#### TAREFAS A CUMPRIR
#1 Transcreva, da entrevista sobre a cirurgia GVII, o trecho que se abre com as palavras "De onde veio" e se fecha com "hipertensão arterial, obesidade.".
#2 Com base na entrevista sobre a cirurgia GVII, responda:
(a) Desde que ano a GVII é feita em humanos?
(b) Em que ano a Câmara Técnica de Cirurgia Bariátrica e Metabólica aprovou a GVII como "não experimental"?
(c) Qual é o índice de mortalidade em pacientes com IMC abaixo de 35?
#3 Continue a entrevista sobre a cirurgia GVII a partir do ponto em que o texto termina.

======== TRECHO ========

De onde veio o interesse dos famosos pelo seu nome?

- Todos os pacientes nos procuram pelos resultados, pela efetividade e segurança. Em geral, até 85 a 90% dos pacientes são curados ou entram em remissão do diabetes e outras doenças, como o colesterol elevado, hipertensão arterial, obesidade.

Houve testes clínicos e em animais o suficiente?

- A GVII já é feita em humanos desde 1928, com publicação na revista "Annals of Surgery", e foi utilizada ao longo dos anos para múltiplas indicações clínicas gastroenterológicas e até urológicas. Houve inúmeros trabalhos em animais. Para tratamento da obesidade e doenças associadas, ela é feita desde 1985.

Por que o CFM deu parecer contrário à realização dessa cirurgia fora de um contexto de pesquisa?

- A Câmara Técnica de Cirurgia Bariátrica e Metabólica, composta por ilustres médicos e professores, aprovou a cirurgia GVII em 2010 como "não experimental" após reuniões e seminários. O último teve a presença de mais de 40 especialistas de todo o Brasil. Está nas atas do CFM e no processo do Judiciário.

A cúpula diretiva, não especialista, não referendou a decisão técnica, em exemplo único na história desse tribunal ético. A cirurgia está documentada em dezenas de publicações em revistas nacionais e internacionais com o meu nome e diversos outros autores, além de teses de doutoramento no Brasil e em outros países. Ela é realizada em países como Portugal, Itália, Índia, Estados Unidos, França.

A que o senhor atribui essa discordância entre a Justiça e o CFM?

- A discordância faz parte do esclarecimento das ideias e do aperfeiçoamento científico. A unanimidade é uma utopia. A Justiça Federal também considerou a cirurgia como não experimental, e essa decisão está em vigência, com efeito que atinge a todos no Brasil e que retroage no tempo. Portanto, a cirurgia nunca foi experimental.

A cúpula diretiva, integrada por médicos sem nenhuma vivência na área, é que discordou por motivos que somente eles podem responder.

Pacientes já morreram por causa dessa cirurgia?

- Sim. Em pacientes com IMC [Índice de Massa Corporal] abaixo de 35, o índice de mortalidade é de 0,4%. Ela é tão segura quanto cirurgias de obesidade padrão, em pacientes de alto risco.

Os outros tipos de cirurgias não teriam efeitos semelhantes no organismo?

======== EXCERTOS DE REGISTROS ========

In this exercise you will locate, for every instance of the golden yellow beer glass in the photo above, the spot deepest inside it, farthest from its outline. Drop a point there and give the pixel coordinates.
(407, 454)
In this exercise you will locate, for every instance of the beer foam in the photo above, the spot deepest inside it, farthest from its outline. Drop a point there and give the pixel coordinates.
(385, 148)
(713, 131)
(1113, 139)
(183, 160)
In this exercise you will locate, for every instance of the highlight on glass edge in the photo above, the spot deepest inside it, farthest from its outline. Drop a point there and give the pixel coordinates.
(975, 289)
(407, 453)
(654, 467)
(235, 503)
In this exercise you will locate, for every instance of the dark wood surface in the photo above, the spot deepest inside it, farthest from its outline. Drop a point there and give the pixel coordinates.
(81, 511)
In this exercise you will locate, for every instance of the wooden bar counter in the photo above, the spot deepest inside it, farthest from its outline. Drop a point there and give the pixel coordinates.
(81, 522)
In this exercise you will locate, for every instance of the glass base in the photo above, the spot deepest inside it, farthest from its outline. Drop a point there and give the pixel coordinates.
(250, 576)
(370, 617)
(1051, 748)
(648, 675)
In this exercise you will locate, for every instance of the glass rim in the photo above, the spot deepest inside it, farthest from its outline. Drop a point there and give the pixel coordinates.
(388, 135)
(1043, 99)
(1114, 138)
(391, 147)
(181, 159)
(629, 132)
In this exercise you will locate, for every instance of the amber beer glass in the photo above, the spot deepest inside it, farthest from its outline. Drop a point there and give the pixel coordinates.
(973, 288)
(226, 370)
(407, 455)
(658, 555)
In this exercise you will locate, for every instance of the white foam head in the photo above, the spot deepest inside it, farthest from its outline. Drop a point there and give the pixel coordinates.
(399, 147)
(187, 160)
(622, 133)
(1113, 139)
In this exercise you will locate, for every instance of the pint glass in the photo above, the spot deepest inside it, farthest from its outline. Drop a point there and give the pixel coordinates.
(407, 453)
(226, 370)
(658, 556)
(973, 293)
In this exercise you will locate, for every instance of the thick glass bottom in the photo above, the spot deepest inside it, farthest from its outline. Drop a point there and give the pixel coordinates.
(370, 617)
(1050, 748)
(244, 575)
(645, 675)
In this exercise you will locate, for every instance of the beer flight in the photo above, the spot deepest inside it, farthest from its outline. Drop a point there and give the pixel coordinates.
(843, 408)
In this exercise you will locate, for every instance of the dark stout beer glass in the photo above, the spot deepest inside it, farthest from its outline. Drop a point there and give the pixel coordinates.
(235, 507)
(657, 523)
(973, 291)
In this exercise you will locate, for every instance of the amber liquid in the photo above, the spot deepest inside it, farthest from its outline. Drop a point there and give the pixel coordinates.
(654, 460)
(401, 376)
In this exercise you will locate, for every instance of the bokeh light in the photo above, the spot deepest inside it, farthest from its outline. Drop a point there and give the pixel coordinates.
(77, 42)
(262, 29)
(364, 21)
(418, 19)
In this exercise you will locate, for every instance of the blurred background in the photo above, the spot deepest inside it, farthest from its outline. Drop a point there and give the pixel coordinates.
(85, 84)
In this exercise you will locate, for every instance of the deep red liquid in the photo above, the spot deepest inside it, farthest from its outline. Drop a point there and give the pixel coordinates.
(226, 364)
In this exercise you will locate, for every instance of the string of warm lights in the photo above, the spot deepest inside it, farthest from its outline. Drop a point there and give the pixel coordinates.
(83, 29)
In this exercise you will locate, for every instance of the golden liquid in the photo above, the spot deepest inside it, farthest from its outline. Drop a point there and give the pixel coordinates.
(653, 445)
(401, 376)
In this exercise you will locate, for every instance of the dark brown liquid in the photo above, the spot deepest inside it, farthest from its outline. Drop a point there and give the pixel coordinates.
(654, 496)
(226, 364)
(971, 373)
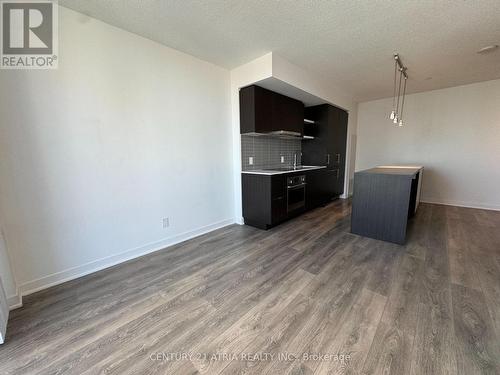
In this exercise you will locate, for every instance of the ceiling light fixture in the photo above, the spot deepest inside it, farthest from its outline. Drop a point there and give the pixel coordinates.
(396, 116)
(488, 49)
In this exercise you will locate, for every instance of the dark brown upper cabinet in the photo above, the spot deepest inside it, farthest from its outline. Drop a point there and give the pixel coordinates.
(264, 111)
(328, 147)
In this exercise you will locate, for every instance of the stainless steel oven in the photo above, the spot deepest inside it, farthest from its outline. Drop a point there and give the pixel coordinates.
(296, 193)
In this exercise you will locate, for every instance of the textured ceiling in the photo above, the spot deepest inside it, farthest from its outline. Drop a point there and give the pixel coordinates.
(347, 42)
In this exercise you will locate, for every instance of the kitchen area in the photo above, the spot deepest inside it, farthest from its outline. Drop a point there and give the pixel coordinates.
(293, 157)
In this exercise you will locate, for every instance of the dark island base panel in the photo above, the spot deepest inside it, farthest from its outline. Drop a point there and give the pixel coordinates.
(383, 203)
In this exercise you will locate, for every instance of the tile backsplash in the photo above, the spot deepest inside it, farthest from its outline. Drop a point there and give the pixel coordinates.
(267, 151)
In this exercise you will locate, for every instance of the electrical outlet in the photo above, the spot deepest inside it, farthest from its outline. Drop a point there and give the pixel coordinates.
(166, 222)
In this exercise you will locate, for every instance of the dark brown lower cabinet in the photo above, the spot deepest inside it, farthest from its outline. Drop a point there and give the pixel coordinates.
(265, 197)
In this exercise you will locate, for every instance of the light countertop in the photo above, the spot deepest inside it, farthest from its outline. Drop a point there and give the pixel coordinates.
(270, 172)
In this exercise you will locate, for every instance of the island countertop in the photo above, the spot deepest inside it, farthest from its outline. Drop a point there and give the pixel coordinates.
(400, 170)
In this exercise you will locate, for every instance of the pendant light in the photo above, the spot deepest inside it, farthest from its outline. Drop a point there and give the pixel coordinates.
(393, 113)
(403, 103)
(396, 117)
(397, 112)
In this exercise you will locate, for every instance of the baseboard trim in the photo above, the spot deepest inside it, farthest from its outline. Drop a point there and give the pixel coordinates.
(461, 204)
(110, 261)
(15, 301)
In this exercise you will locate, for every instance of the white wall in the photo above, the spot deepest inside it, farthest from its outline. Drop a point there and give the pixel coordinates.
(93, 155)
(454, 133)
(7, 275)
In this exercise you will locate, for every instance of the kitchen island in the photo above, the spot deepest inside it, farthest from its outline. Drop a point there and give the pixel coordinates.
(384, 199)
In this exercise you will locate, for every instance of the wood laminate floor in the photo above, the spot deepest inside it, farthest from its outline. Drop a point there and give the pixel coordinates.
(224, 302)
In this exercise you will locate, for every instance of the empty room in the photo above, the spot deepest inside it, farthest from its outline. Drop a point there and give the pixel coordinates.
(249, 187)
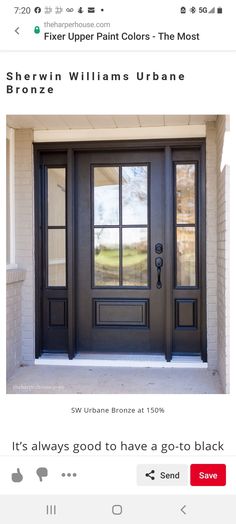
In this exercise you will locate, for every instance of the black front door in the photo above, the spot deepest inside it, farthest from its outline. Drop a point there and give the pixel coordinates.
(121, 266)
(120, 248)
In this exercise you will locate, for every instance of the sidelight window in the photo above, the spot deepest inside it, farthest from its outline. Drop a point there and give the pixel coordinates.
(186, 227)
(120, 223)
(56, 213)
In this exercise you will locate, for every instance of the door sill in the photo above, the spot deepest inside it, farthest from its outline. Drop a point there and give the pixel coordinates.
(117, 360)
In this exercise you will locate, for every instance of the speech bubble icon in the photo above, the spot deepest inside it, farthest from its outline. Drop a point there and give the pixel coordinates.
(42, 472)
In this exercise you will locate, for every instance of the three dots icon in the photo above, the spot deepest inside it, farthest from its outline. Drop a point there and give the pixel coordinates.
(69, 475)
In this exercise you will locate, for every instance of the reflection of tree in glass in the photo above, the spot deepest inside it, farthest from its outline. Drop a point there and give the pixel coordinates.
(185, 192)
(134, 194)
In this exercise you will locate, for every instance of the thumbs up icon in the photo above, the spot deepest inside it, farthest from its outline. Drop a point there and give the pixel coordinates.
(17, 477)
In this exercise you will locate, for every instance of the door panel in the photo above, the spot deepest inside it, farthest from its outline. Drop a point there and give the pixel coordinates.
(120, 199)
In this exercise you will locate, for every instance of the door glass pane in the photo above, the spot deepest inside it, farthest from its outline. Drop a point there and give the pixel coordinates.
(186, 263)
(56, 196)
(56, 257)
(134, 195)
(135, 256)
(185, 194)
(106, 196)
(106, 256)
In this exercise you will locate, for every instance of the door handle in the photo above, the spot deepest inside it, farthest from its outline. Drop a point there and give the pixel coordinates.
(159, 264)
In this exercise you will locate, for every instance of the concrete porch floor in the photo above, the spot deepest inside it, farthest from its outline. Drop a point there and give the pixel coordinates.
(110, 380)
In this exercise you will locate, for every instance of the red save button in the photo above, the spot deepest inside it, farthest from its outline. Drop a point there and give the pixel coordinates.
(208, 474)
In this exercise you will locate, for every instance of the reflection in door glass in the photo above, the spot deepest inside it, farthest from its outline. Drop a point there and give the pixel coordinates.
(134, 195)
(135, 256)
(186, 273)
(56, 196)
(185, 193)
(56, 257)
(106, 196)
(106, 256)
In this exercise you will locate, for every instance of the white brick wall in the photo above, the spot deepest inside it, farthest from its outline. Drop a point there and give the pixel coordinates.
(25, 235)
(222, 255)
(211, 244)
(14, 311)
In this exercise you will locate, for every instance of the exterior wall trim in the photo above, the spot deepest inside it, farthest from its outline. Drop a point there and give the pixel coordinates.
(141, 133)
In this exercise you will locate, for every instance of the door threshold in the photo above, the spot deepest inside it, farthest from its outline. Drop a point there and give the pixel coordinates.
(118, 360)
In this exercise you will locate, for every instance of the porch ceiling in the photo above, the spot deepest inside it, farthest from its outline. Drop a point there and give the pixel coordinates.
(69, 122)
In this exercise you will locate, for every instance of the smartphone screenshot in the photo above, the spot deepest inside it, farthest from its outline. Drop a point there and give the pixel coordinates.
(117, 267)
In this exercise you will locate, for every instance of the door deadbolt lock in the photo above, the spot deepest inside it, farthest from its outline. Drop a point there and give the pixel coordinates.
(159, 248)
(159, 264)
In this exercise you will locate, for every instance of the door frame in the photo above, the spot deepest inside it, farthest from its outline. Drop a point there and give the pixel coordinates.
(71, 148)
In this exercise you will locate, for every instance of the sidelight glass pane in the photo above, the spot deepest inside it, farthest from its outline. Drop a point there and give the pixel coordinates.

========
======== EXCERTOS DE REGISTROS ========

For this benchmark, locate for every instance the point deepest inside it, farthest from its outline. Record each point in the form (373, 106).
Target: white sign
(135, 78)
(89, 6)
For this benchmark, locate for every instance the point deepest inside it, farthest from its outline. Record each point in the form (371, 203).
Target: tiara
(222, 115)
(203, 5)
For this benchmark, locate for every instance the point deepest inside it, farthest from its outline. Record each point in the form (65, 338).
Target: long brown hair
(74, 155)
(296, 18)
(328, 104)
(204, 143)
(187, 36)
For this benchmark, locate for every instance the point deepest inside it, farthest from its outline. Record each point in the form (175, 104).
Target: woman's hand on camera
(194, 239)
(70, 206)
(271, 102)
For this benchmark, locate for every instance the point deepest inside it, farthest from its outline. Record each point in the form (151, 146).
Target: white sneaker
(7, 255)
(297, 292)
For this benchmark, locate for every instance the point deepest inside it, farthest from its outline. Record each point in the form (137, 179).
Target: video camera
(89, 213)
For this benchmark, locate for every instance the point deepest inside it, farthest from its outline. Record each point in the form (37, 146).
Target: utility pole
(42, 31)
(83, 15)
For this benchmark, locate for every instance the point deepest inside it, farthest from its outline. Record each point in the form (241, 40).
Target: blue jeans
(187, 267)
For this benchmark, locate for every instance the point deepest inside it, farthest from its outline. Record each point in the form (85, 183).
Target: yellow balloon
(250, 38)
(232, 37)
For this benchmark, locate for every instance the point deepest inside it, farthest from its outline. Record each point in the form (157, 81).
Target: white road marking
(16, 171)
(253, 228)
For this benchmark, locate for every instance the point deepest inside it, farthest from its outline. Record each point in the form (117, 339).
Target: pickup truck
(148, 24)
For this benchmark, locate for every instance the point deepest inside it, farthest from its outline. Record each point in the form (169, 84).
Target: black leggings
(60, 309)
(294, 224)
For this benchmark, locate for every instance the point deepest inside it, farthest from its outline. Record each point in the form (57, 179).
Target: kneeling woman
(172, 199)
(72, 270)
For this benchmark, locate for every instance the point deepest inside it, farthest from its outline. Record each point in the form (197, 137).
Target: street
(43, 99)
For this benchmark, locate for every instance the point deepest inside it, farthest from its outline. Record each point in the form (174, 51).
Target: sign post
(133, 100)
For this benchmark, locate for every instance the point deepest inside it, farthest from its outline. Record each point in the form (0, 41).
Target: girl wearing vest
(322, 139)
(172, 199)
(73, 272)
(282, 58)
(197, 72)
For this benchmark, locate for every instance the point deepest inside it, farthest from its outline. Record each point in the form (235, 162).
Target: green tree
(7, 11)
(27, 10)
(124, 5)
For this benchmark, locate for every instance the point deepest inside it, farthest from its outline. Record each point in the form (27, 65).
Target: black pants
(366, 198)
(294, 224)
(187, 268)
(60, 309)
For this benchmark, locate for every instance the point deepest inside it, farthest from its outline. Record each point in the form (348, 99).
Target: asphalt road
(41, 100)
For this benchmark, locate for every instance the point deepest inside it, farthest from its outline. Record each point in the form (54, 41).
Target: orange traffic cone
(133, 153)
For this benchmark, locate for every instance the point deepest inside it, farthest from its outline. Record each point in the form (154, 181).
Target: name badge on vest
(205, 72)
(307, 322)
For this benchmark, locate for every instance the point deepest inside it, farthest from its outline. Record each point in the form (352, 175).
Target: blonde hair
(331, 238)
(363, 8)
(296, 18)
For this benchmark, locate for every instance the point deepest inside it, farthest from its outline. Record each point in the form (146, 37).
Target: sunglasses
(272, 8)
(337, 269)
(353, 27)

========

#### CONJUNTO DE RESPOSTAS
#1
De onde veio o interesse dos famosos pelo seu nome?

- Todos os pacientes nos procuram pelos resultados, pela efetividade e segurança. Em geral, até 85 a 90% dos pacientes são curados ou entram em remissão do diabetes e outras doenças, como o colesterol elevado, hipertensão arterial, obesidade.

#2
(a) Desde 1928.
(b) Em 2010.
(c) 0,4%.

#3
- Em um famoso estudo da Universidade de Cleveland, foi constatado que em 22% dos casos do bypass gástrico e em 15% dos casos da gastrectomia vertical há remissão do diabetes. Em tratamentos clínicos [não cirúrgicos], a remissão é de 0%. Um estudo do Hospital Sírio-Libanês comparou o bypass com o GVII e houve remissão de 29% e 75%, conforme noticiou a Folha.

Quem é o paciente ideal para esse tipo de cirurgia bariátrica?

- O paciente com diabetes tipo 2, independente do peso. É indispensável uma avaliação minuciosa com exames pré-operatórios e subsequente seleção –alguns pacientes podem ser excluídos.

O senhor não corre risco de ser denunciado caso o entendimento da Justiça se altere?

- Os diabéticos certamente têm receio que a cirurgia permaneça proibida pelo CFM. Já eu tenho infinita esperança na Justiça.

Não se ousa pensar fora dos padrões, agir de forma contrária ao estabelecido pelo status quo, sem correr riscos. Espero que a Justiça continue endossando a cirurgia, que tem potencial para beneficiar milhões.

As outras variantes de bariátrica também passaram por esse tipo de questionamento?

- Existe explícito preconceito negativo por parte da cúpula diretiva do CFM. Não houve justificativa, outro laudo, outro documento contraposto para a não homologação e a não inclusão da GVII em uma resolução para tratamento da obesidade e diabetes tipo 2.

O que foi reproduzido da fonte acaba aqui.